• Istruzione assegnata a
Inserisca in una lista numerata tutte le righe dell'elenco di annotazioni delle regioni riportato più avanti, escludendo le righe vuote.

• Testo riportato
Cosa cambia?
Articolo a cura Arianna Cavallo
Riportiamo qui di seguito, per concessione dell’autrice e con l’aggiunta di qualche modifica da lei stessa apportata, l’articolo di Arianna Cavallo pubblicato su Cose spiegate bene. Questioni di un certo genere, il secondo volume della rivista del Post edita da Iperborea.
Per il mondo, mia figlia è un maschio. Non sono i tratti, i gesti, la voce dei suoi tre mesi di vita a tradirla con gli sconosciuti: la colpa ricade su di me, per decisioni prese già prima della sua nascita. La prima e più colpevole è una carrozzina blu notte, seguita da una cascata di body celesti, magliette alla marinara, calzoncini grigi e tutine con coccodrilli, ereditati da altre mamme o comprati con incuranti incursioni nei reparti da neonato. Il blu identifica un genere anche quando si addensa nei cuoricini di un body bianco o su un paio di pantaloncini con vezzosissimi volant e, accoppiato alla famigerata carrozzina, la fa scambiare spesso per “un bel bambolotto”. È una scelta più civettuola che ideologica, che prendo con la leggerezza di una mamma di bambina: posso vestirla con i colori che preferisco, farla giocare con le automobiline, leggerle libri di ragazze ribelli, additarle a esempio ministre e astronaute. La mia coscienza è allenata contro alcuni stereotipi di genere che hanno intrappolato le generazioni passate e che fanno ancora scintillare gli occhi a molte nonne: vestitini rosa, pizzi, fiorellini, regali di bambole e mini-cucine, cinguettanti lodi su bellezza, grazia e ubbidienza.
Non riconoscere un bambino quando è maschio, invece, è un po’ più raro perché molte barriere legate al genere non sono state scavallate. Il rosa è praticamente assente in abiti, giochi e accessori mentre alcuni animali e simboli connotati come femminili sono spesso evitati, più automaticamente che per scelta, come mi confermano molte mamme della chat su Whatsapp del corso preparto che ho frequentato. Quando cercavo un costumino per la piscina i commessi del negozio mi risposero che quelli da femmina abbondavano perché molti genitori avevano scelto anche per le figlie quelli connotati come da maschi, con balene e delfini azzurri anziché viola. E quando, con titubanza, offrii a un’amica incinta di un maschio delle tutine ormai piccole, rosa e piene di cigni, lei – di vedute di certo non ristrette – rifiutò ridendo: «non esageriamo con il gender fluid». Anche il terreno neutro della prima infanzia, fatto di colori delicati e orsetti di peluche, non solo è destinato ad assottigliarsi con la crescita ma è subito minato dalle convenzioni di genere: mi chiedo se si fermino ai colori o coinvolgano atteggiamenti più profondi, gesti e parole.

Voci di annotazione delle regioni:
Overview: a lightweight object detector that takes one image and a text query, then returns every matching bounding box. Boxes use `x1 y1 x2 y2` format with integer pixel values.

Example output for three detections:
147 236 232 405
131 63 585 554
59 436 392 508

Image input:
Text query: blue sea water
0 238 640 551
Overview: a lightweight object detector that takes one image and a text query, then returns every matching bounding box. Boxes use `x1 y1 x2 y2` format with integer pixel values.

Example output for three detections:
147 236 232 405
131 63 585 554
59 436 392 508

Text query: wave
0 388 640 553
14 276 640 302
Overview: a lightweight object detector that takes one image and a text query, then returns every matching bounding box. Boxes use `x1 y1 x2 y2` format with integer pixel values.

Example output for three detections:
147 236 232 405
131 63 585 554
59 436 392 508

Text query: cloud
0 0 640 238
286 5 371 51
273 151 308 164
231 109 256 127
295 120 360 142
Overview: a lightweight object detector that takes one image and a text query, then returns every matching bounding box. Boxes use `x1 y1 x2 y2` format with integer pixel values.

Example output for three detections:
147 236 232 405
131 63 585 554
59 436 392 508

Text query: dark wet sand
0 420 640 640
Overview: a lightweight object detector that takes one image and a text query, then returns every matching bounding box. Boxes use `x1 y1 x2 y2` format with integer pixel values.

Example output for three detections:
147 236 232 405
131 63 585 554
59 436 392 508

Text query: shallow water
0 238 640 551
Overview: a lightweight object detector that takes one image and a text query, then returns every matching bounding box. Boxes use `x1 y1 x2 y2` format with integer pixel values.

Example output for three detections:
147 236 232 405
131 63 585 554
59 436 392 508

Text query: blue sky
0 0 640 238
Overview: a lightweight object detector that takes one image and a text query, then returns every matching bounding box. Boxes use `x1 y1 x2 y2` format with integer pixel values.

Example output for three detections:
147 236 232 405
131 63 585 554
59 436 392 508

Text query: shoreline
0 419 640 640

• Istruzione assegnata b
Riproduca alla lettera il passo dell'articolo sugli stereotipi di genere nell'infanzia da "Cosa cambia?" fino a "edita da Iperborea." compreso.

• Risposta corretta a
1. Overview: a lightweight object detector that takes one image and a text query, then returns every matching bounding box. Boxes use `x1 y1 x2 y2` format with integer pixel values.
2. Example output for three detections:
3. 147 236 232 405
4. 131 63 585 554
5. 59 436 392 508
6. Image input:
7. Text query: blue sea water
8. 0 238 640 551
9. Overview: a lightweight object detector that takes one image and a text query, then returns every matching bounding box. Boxes use `x1 y1 x2 y2` format with integer pixel values.
10. Example output for three detections:
11. 147 236 232 405
12. 131 63 585 554
13. 59 436 392 508
14. Text query: wave
15. 0 388 640 553
16. 14 276 640 302
17. Overview: a lightweight object detector that takes one image and a text query, then returns every matching bounding box. Boxes use `x1 y1 x2 y2` format with integer pixel values.
18. Example output for three detections:
19. 147 236 232 405
20. 131 63 585 554
21. 59 436 392 508
22. Text query: cloud
23. 0 0 640 238
24. 286 5 371 51
25. 273 151 308 164
26. 231 109 256 127
27. 295 120 360 142
28. Overview: a lightweight object detector that takes one image and a text query, then returns every matching bounding box. Boxes use `x1 y1 x2 y2` format with integer pixel values.
29. Example output for three detections:
30. 147 236 232 405
31. 131 63 585 554
32. 59 436 392 508
33. Text query: dark wet sand
34. 0 420 640 640
35. Overview: a lightweight object detector that takes one image and a text query, then returns every matching bounding box. Boxes use `x1 y1 x2 y2` format with integer pixel values.
36. Example output for three detections:
37. 147 236 232 405
38. 131 63 585 554
39. 59 436 392 508
40. Text query: shallow water
41. 0 238 640 551
42. Overview: a lightweight object detector that takes one image and a text query, then returns every matching bounding box. Boxes use `x1 y1 x2 y2` format with integer pixel values.
43. Example output for three detections:
44. 147 236 232 405
45. 131 63 585 554
46. 59 436 392 508
47. Text query: blue sky
48. 0 0 640 238
49. Overview: a lightweight object detector that takes one image and a text query, then returns every matching bounding box. Boxes use `x1 y1 x2 y2` format with integer pixel values.
50. Example output for three detections:
51. 147 236 232 405
52. 131 63 585 554
53. 59 436 392 508
54. Text query: shoreline
55. 0 419 640 640

• Risposta corretta b
Cosa cambia?
Articolo a cura Arianna Cavallo
Riportiamo qui di seguito, per concessione dell’autrice e con l’aggiunta di qualche modifica da lei stessa apportata, l’articolo di Arianna Cavallo pubblicato su Cose spiegate bene. Questioni di un certo genere, il secondo volume della rivista del Post edita da Iperborea.